## Text section:
Fictional ideas cause the most significant distortion of perception.  So, the crazier and more far-fetched the beliefs, and greater their adverse effect on our ability to think.

“You believe in a book that has talking animals, wizards, witches, demons, sticks turning into snakes, burning bushes, food falling from the sky, people walking on water, and all sorts of magical, absurd and primitive stories, and you say that we are the ones that need help?” ― Mark Twain

What are your core beliefs?  If you are a part of the Abrahamic tree, the afterlife and salvation are the cornerstone doctrines that come straight from ancient mystery religions of the Medditraian.  The Semitic faiths are a rebranding of the Assyrian, Babylonian, Egyptian, and Persian mythologies.  They took everything, including the tools of indoctrination and prejudice.

“Religious intolerance is an idea that found its earliest expression in the Old Testament, where the Hebrew tribe depicts itself waging a campaign of genocide on the Palestinian peoples to steal their land. They justified this heinous behavior on the grounds that people not chosen by their god were wicked and therefore did not deserve to live or keep their land. In effect, the wholesale slaughter of the Palestinian peoples, eradicating their race with the Jew’s own Final Solution, was the direct result of a policy of religious superiority and divine right. Joshua 6-11 tells the sad tale, and one needs only read it and consider the point of view of the Palestinians who were simply defending their wives and children and the homes they had built and the fields they had labored for. The actions of the Hebrews can easily be compared with the American genocide of its native peoples – or even, ironically, the Nazi Holocaust.” ― Richard Carrier, Sense and Goodness Without God: A Defense of Metaphysical Naturalism

2) Analyze the Rules of Your Sacred Ground

If you are a member of one of the Abrahamic religions, this cognitive bias cheat sheet can be scary.  We’ll be asking you to examine the doctrines that you feel you must defend.  Many people get so entangled in their religion it becomes their identity.

An excellent place to start is with your Afterlife beliefs.  What are the benefits?  How much do they cost?  What are the negative views it inspires towards people who don’t believe as you do?

Salvation is also a central topology for the Abrahamic traditions.  How do these beliefs want you to treat others who don’t believe as you do?

## Stored rows:
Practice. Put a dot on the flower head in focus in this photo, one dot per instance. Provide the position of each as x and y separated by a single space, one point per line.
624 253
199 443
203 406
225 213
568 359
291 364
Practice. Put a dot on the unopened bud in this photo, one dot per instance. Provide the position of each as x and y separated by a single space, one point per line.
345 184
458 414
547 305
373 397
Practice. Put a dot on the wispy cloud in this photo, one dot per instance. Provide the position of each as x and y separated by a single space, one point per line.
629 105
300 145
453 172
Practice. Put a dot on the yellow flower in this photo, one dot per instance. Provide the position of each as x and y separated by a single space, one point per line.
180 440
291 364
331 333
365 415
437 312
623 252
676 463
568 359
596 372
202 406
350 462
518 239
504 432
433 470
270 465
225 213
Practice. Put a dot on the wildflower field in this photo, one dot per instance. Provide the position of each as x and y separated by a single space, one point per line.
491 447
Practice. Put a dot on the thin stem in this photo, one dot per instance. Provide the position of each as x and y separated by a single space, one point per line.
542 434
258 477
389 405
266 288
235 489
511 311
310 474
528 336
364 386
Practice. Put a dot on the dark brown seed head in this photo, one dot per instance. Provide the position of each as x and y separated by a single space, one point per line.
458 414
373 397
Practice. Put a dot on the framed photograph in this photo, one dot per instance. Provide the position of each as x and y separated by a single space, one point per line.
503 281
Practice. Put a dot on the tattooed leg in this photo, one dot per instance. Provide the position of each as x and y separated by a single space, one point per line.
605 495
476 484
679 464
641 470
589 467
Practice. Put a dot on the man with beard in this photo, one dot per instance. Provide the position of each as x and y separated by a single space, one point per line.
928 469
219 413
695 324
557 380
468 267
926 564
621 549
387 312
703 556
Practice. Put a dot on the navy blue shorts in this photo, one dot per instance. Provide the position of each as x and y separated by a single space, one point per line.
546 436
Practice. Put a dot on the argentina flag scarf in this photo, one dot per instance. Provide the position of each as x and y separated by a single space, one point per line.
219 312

## List of tasks:
**a)** Answer these questions using the passage on religious beliefs, one answer per line with matching labels:
(i) To whom is the first quotation attributed?
(ii) Which chapters of the Book of Joshua does the second quotation cite?
(iii) Which beliefs does the passage name as an excellent place to start?
**b)** List every mythology that the passage on religious beliefs says the Semitic faiths rebranded.
**c)** Carry the passage on religious beliefs further, picking up right after its final sentence.

## The responses:
**a)**
(i) Mark Twain
(ii) Joshua 6-11
(iii) Afterlife beliefs

**b)** Assyrian, Babylonian, Egyptian, Persian

**c)**
“That is the idea — that we should all be wicked if we did not hold to the Christian religion. It seems to me that the people who have held to it have been, for the most part, extremely wicked. You find this curious fact, that the more intense has been the religion of any period and the more profound has been the dogmatic belief, the greater has been the cruelty, and the worse has been the state of affairs. In the so-called ages of faith, when men really did believe the Christian religion in all its completeness, there was the Inquisition, with all its tortures; there were millions of unfortunate women burned as witches, and there was every kind of cruelty practiced upon all sorts of people in the name of religion.” — Bertrand Russell

Western Organized Religion contains many harmful doctrines the promote bias and prejudice.  Its sacred texts include the most contradictory and illogical collection of superstitions and mythology of any major religion.  Those who propagate it use it to control and create cash flow.  They use a system of “continuous indoctrination and programming” to mold values and thinking.  It’s effective at establishing boundaries, restrictions, and limitations on independent thought.  Today we know this as the techniques of self-hypnosis and group hypnosis.

Such boundaries “tell” you what is wrong and what is right. They often dictate personal and social values that have ripple effects throughout society, and their results depend upon how emotionally invested you are in the propositions they are selling.  These systems sell hate, spawn genocide, wars, and discrimination of races, ethnicity, and gender.  All the while proclaiming they are agents of love.  Those invested in these paradigms can cherry-pick the doctrines to fit their needs.  It’s the main reason we know them as false light.

The most effective agents for change within these paradigms are children because children ask hard questions. Children are not afraid to point out the illogical inconsistencies without negative repercussions that an adult would suffer. Many Sunday school teachers end up leaving Christianity. Children force adults to face their bias and discrimination.

3) Remove the Harmful Scripts and Prejudice

To remove them, you must not only identify them but determine that they are harmful.  You’ll need to decide to change your thinking.  If you understand how even seemingly harmless beliefs affect your thought processes, it will help you choose.

Right now, you might be saying to yourself, so what if I believe in an imaginary friend in the sky? What does that hurt?  We’ll spend some time explaining why removing ideas like this is essential.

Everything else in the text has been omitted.